La journée touche à sa fin. En attendant le lendemain, je dormirai mal… Le temps est à l’incertitude et l’inquiétude sur le devenir de nos sociétés : sauvageries maboules, démocraties présidentielles, monarchistes, dictatures… Ou républiques sociales, cités d’autogouvernement, écologie douce et souriante. Le calendrier me nargue en signalant que demain, 6 mai, est chrétiennement le jour de « sainte Prudence » ! Vous pouvez vérifier, mes sœurs et mes frères…
Juste avant la pièce policière de cet an de disgrâce virologique, le gauleiter Lallement, à sa prise de fonction à la préfecture de Paris, avait réuni les syndicats des archers du roi : « Vous connaissez ma réputation : je suis encore pire.» Ce grand enfant carnassier jouait avec son téléphone portable dont l’image de fond est un képi blanc de légionnaire. Ses troupes demandent encore à tire-larigot les auto-autorisations à toutes les délinquances civiles qui errent, à la recherche d’un peu d’espace.

::::::::

Dans l'extrait source, quelle image sert de fond d'écran au téléphone portable de Lallement ?

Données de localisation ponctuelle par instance
::::::::

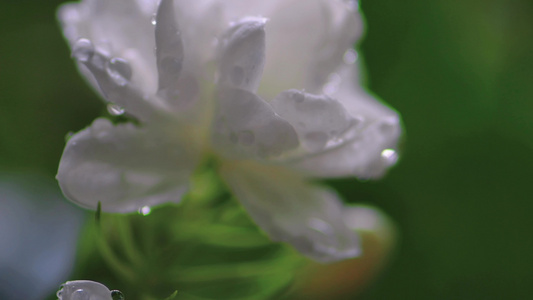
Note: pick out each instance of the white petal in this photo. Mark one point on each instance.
(317, 119)
(242, 54)
(123, 167)
(118, 28)
(84, 289)
(288, 209)
(169, 49)
(305, 40)
(201, 24)
(247, 125)
(112, 76)
(369, 150)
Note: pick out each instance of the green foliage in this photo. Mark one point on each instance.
(206, 247)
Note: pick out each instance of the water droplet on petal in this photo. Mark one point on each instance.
(144, 211)
(390, 156)
(83, 50)
(119, 70)
(246, 137)
(117, 295)
(115, 110)
(350, 57)
(80, 294)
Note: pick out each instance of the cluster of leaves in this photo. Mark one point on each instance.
(205, 248)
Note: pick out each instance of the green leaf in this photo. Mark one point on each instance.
(173, 296)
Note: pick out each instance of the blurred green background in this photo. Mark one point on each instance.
(459, 72)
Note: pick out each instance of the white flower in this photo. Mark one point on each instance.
(86, 290)
(270, 88)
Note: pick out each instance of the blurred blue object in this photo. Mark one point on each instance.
(38, 237)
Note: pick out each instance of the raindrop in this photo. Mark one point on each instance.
(144, 211)
(83, 50)
(80, 294)
(119, 70)
(246, 137)
(117, 295)
(350, 57)
(390, 156)
(115, 110)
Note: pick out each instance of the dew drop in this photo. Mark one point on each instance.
(115, 110)
(119, 70)
(117, 295)
(144, 211)
(80, 294)
(246, 137)
(350, 57)
(83, 50)
(390, 156)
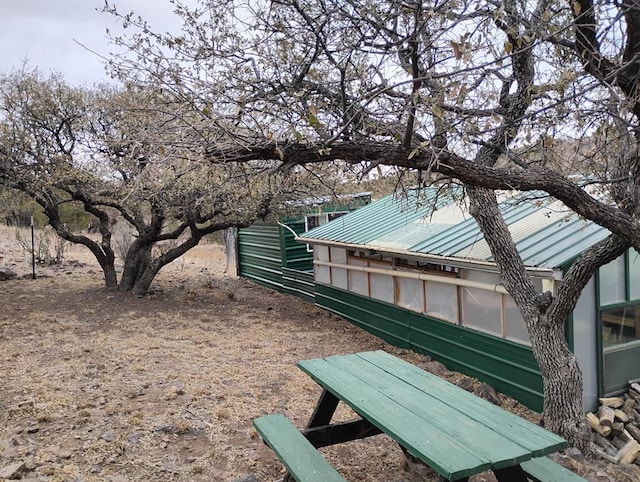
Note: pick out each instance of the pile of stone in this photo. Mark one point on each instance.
(617, 427)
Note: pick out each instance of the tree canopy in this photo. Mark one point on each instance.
(497, 95)
(130, 159)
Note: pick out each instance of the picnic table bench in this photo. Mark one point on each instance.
(449, 429)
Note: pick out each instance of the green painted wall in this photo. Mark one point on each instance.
(269, 255)
(508, 367)
(259, 255)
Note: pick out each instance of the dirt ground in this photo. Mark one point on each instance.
(102, 386)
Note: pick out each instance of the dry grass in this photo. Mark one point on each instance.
(100, 386)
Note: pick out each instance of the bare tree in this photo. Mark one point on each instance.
(120, 156)
(498, 95)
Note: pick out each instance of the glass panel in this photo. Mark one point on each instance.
(323, 274)
(442, 300)
(612, 282)
(410, 294)
(321, 253)
(339, 255)
(516, 329)
(634, 275)
(381, 287)
(482, 310)
(620, 325)
(358, 280)
(339, 278)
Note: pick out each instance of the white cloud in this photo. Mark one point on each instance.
(48, 33)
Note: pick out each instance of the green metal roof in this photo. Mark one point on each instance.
(426, 222)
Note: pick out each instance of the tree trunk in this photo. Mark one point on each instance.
(230, 248)
(562, 381)
(135, 264)
(145, 278)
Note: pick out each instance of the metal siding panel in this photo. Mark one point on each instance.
(379, 319)
(507, 366)
(299, 283)
(365, 225)
(559, 243)
(260, 255)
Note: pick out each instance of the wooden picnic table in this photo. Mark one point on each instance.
(449, 429)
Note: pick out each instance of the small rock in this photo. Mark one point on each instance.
(13, 471)
(179, 387)
(574, 454)
(116, 478)
(510, 404)
(487, 392)
(465, 383)
(246, 478)
(7, 274)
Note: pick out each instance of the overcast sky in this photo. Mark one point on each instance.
(44, 32)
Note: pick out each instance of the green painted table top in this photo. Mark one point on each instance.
(453, 431)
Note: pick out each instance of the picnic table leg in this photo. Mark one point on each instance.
(326, 407)
(510, 474)
(324, 410)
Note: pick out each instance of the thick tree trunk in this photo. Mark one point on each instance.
(135, 264)
(145, 278)
(562, 379)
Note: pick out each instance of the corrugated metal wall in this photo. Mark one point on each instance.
(259, 255)
(269, 255)
(508, 367)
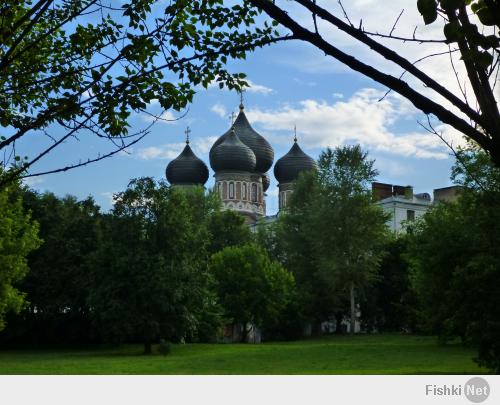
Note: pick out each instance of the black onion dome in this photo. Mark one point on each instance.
(263, 151)
(187, 169)
(287, 168)
(266, 181)
(232, 154)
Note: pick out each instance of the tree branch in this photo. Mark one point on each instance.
(421, 102)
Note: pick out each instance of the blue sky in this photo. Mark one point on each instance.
(292, 84)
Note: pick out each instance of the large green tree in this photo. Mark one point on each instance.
(18, 237)
(454, 254)
(58, 283)
(251, 288)
(474, 37)
(151, 279)
(335, 231)
(83, 66)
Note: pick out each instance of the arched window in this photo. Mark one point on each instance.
(254, 192)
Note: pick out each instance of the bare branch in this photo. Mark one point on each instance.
(395, 23)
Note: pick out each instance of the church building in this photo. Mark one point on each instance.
(241, 159)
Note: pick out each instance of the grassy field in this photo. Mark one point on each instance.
(371, 354)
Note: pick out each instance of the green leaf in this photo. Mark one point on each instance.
(451, 4)
(428, 10)
(453, 31)
(484, 59)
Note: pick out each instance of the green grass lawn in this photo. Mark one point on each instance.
(368, 354)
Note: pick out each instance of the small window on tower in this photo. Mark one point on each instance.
(254, 192)
(410, 215)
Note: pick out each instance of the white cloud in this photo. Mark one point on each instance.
(377, 17)
(167, 117)
(253, 87)
(258, 88)
(200, 146)
(110, 197)
(33, 181)
(360, 119)
(219, 109)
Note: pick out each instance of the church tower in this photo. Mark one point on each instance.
(240, 159)
(187, 169)
(288, 168)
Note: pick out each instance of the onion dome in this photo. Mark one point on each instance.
(287, 168)
(232, 154)
(263, 151)
(266, 181)
(187, 169)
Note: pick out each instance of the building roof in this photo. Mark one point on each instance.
(288, 168)
(187, 169)
(266, 182)
(262, 150)
(232, 154)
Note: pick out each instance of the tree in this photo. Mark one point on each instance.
(478, 45)
(151, 279)
(81, 66)
(250, 287)
(18, 237)
(227, 228)
(389, 304)
(58, 283)
(334, 231)
(454, 257)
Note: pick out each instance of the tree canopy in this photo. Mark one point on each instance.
(454, 257)
(82, 66)
(75, 66)
(18, 237)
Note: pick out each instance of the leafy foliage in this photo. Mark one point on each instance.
(18, 237)
(332, 234)
(86, 66)
(455, 262)
(152, 279)
(250, 287)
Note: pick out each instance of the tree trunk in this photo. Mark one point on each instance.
(244, 332)
(353, 310)
(338, 322)
(147, 346)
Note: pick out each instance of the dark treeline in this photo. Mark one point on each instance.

::::::::

» Tâche accomplie
Un képi blanc de légionnaire.